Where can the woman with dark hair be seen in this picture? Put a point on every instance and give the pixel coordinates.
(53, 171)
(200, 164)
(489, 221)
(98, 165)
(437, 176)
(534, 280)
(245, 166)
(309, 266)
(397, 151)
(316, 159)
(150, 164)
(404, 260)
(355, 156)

WRITTEN TASK
Recast every line of the records above as a Markdown table with the columns "Row" and "Line", numbering the rows in order and omitting any blank lines.

SOLUTION TO THIS PROBLEM
| Row | Line |
|---|---|
| 1 | Where can the woman with dark hair be seen in this picture? Put a point on every instance and give the pixel coordinates. |
| 2 | (53, 171) |
| 3 | (200, 164) |
| 4 | (489, 221) |
| 5 | (98, 165) |
| 6 | (437, 176) |
| 7 | (534, 280) |
| 8 | (245, 166) |
| 9 | (309, 266) |
| 10 | (397, 151) |
| 11 | (316, 159) |
| 12 | (150, 164) |
| 13 | (404, 260) |
| 14 | (355, 156) |